*ЗАДАНИЕ A*:
Представьте строки перечня в виде JSON-списка строк, по одной на каждую строку, без пустых. Начните с первой строки перечня и закончите строкой, где есть «For your reference, a», включив её.

*ФРАГМЕНТ СТРАНИЦЫ*:
"""

Потом вернулась в Петербург (до начала Брусиловского наступления)... Знаете что?.. Я уехала в Севастополь из Петербурга в тот день, когда сгорел Исаакиевский мост, деревянный.
Приехала на дачу Шмидта (почти через 10 лет после того, когда я там жила. Я жила в 7 году, а это было в 16-м). Меня родные встретили известием, что накануне был Гумилев, который проехал на север по дороге из Массандры. Затем до... приблизительно, до сентября я жила на даче с родными, а потом переехала в Севастополь, на Екатерининской улице наняла комнату, жила одна (потому что у них было негде жить). Перед этим я на неделю ездила в Бахчисарай, чтобы встретиться с одним моим другом. По возвращении из Бахчисарая наняла комнату, в которой прожила, приблизительно, до середины декабря. Туда я получила письмо Н. С. (об экзаменах). Все время он все-таки писал, - не было ни одной нашей разлуки, чтобы мы не переписывались. Довольно регулярно всегда писал, всегда присылал стихи.
В середине декабря я уехала в Петербург (в день убийства Распутина я через Москву проезжала) - прямо к Срезневским. (Когда я была в Петербурге в 16 году летом, я жила у Срезневских.) сочельник, по-видимому, мы вместе с Караваевыми собрались ехать в Слепнево. Неожиданно приехал Коля с фронта и поехал с нами (об этом есть рассказ Констанции Фридольфовны Кузьминой-Караваевой). В Слепневе я пробыла до середины (приблизительно) января 17 года, а Н. С. в Слепневе был 2 дня. Новый год мы уже без него встречали. Он уехал в Петербург, а из Петербурга - прямо на фронт. Тогда он "Гондлу" давал читать в Слепневе. Мы очень долго не виделись - громадный перерыв был.
Я приехала опять, поселилась у Срезневских. В январе письма мои - два письма неотосланных Анне Ивановне - 29-го или 30-го и 31-го января. Потом...
До середины июня, приблизительно, я жила у Срезневских. Тут революция, отъезд Н. С. - "На Салоникский фронт" тогда это называлось. Его приезды еженедельные, "Подделывателей" тогда читал - мне и Лозинскому. До революции мы с ним в Астории завтракали, когда он приезжал, были с ним у Сологуба, У Сологуба он прочел "Дитя Аллаха".
В июне уехала в Слепнево, а в сентябре вернулась в Петербург, опять к Срезневским. Зиму 17 - 18 гг. безвыездно провела в Петербурге (с Царским у нас все было кончено весной 16 года. А. И. зимовала 16 - 17 г. в Слепневе с Левушкой).
Потом, на Троицу 18 года, с Н. С. ездила в Бежецк последний раз. В августе 18 года с В. К. Шилейко уехала в Москву, в сентябре мы приехали на несколько дней вместе в Петербург и опять уехали в Москву. (Тут стили уже мешаются, начинается путаница стилевая... - если не "стильная"!)

"""

*Собранные записи данных*:
"""

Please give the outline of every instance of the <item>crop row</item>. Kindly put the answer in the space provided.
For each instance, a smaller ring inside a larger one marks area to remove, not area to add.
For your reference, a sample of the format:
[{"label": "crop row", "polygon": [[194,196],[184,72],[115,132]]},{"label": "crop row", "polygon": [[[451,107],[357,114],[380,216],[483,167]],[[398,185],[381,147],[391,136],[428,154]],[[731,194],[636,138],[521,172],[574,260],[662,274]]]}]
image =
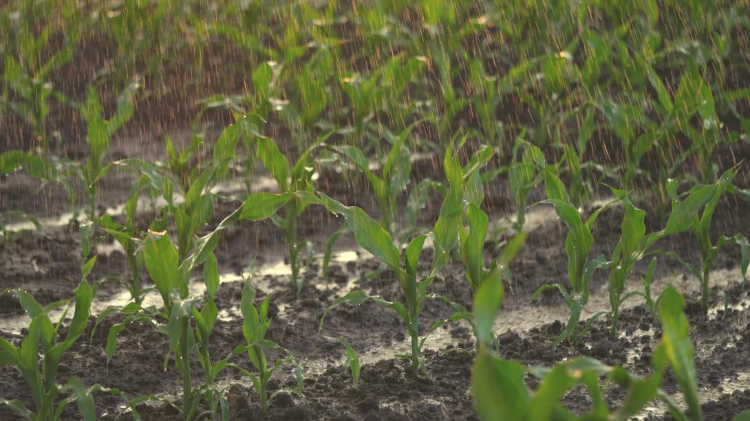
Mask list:
[{"label": "crop row", "polygon": [[[20,343],[0,339],[0,364],[22,374],[34,408],[18,399],[0,403],[26,418],[54,420],[75,402],[85,419],[93,420],[93,393],[109,393],[122,397],[121,415],[136,419],[139,404],[152,400],[175,406],[184,420],[226,419],[228,399],[217,379],[228,369],[248,376],[264,412],[274,394],[303,395],[294,356],[266,338],[270,298],[256,303],[249,282],[240,303],[244,342],[228,355],[209,353],[218,318],[214,251],[226,228],[270,219],[286,246],[290,285],[298,297],[305,287],[302,272],[314,256],[299,224],[313,206],[344,222],[322,253],[324,276],[335,242],[351,234],[382,262],[372,276],[390,271],[403,293],[397,300],[348,292],[325,310],[320,329],[339,306],[371,301],[388,308],[403,321],[412,345],[404,357],[418,377],[426,374],[421,354],[430,335],[446,324],[467,323],[476,342],[472,383],[481,418],[627,420],[660,399],[676,419],[702,419],[682,296],[670,287],[654,297],[651,284],[659,259],[677,260],[700,282],[707,312],[711,268],[722,248],[740,248],[740,267],[748,275],[750,244],[742,233],[711,231],[725,195],[750,201],[750,192],[735,182],[741,166],[717,159],[746,143],[750,130],[750,91],[742,86],[748,71],[741,58],[750,28],[746,4],[236,3],[57,0],[0,8],[0,37],[8,40],[0,45],[0,118],[21,127],[8,135],[13,146],[0,154],[0,176],[23,172],[63,186],[82,248],[74,297],[45,306],[24,291],[2,292],[17,297],[30,323]],[[217,69],[214,61],[226,65]],[[81,62],[86,65],[79,68]],[[86,74],[81,69],[89,64],[92,71]],[[177,109],[184,102],[178,98],[185,85],[174,82],[180,78],[199,92],[188,97],[184,112],[193,132],[189,145],[178,149],[167,138],[164,160],[113,159],[113,139],[132,136],[128,126],[146,118],[148,104]],[[66,154],[80,139],[57,130],[68,112],[85,128],[78,136],[86,145],[82,158]],[[231,124],[222,124],[214,139],[206,133],[217,120]],[[442,174],[417,180],[412,156],[418,152],[439,157]],[[275,181],[274,193],[252,190],[259,164]],[[132,175],[124,218],[102,213],[98,204],[100,184],[113,169]],[[329,197],[316,182],[323,171],[365,180],[377,216]],[[216,193],[220,183],[237,179],[244,184],[240,203]],[[602,181],[619,188],[602,187]],[[490,230],[483,207],[485,190],[503,183],[516,214],[509,218],[510,235],[501,237]],[[585,357],[542,369],[500,357],[494,325],[536,194],[567,228],[560,245],[567,282],[544,285],[532,296],[534,301],[550,288],[562,294],[568,320],[556,343],[581,343],[601,318],[609,319],[615,337],[623,302],[640,297],[664,332],[648,377]],[[609,202],[586,210],[592,199],[602,196]],[[418,216],[434,199],[441,201],[436,217],[431,226],[418,226]],[[144,199],[156,215],[148,226],[137,218]],[[235,210],[209,228],[219,201]],[[592,255],[594,224],[614,207],[622,210],[620,240],[608,255]],[[647,214],[660,229],[647,232]],[[17,210],[0,216],[39,225]],[[10,229],[0,229],[4,240],[13,240]],[[683,233],[698,244],[697,263],[658,248]],[[488,238],[496,243],[489,261]],[[82,340],[88,324],[98,285],[88,280],[95,245],[112,239],[128,263],[123,280],[131,300],[94,315],[96,326],[118,318],[106,342],[107,359],[116,358],[118,337],[128,324],[152,327],[169,343],[165,365],[173,362],[182,377],[178,402],[134,398],[75,376],[57,383],[59,362]],[[626,292],[634,269],[646,259],[643,289]],[[451,263],[465,267],[470,308],[430,289]],[[581,320],[597,271],[608,276],[610,309]],[[196,279],[205,285],[205,298],[190,294]],[[160,303],[144,306],[151,292]],[[422,310],[434,300],[447,303],[452,314],[420,330]],[[61,309],[62,315],[52,320]],[[72,319],[66,318],[69,310]],[[361,363],[344,345],[345,366],[357,384]],[[269,361],[267,354],[281,357]],[[237,355],[246,355],[252,370],[230,363]],[[202,376],[199,386],[195,360]],[[296,369],[298,387],[270,393],[268,381],[282,364]],[[668,366],[686,411],[660,389]],[[536,390],[526,387],[525,373],[540,379]],[[602,397],[602,378],[627,391],[614,410]],[[560,401],[579,385],[592,403],[586,414],[574,415]],[[738,419],[743,417],[750,416]]]}]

"""

*ЗАДАНИЕ B*:
Перескажите кратко списком абзац фрагмента выше, начинающийся словами «До середины июня», сохранив его основные факты.

*ОТВЕТ A*:
[
  "Please give the outline of every instance of the <item>crop row</item>. Kindly put the answer in the space provided.",
  "For each instance, a smaller ring inside a larger one marks area to remove, not area to add.",
  "For your reference, a sample of the format:"
]

*ОТВЕТ B*:
- До середины июня (приблизительно) я жила у Срезневских.
- Революция; отъезд Н. С. (тогда это называлось «На Салоникский фронт»).
- Н. С. приезжал еженедельно и читал «Подделывателей» мне и Лозинскому.
- До революции в его приезды мы завтракали в «Астории» и были у Сологуба, где он прочел «Дитя Аллаха».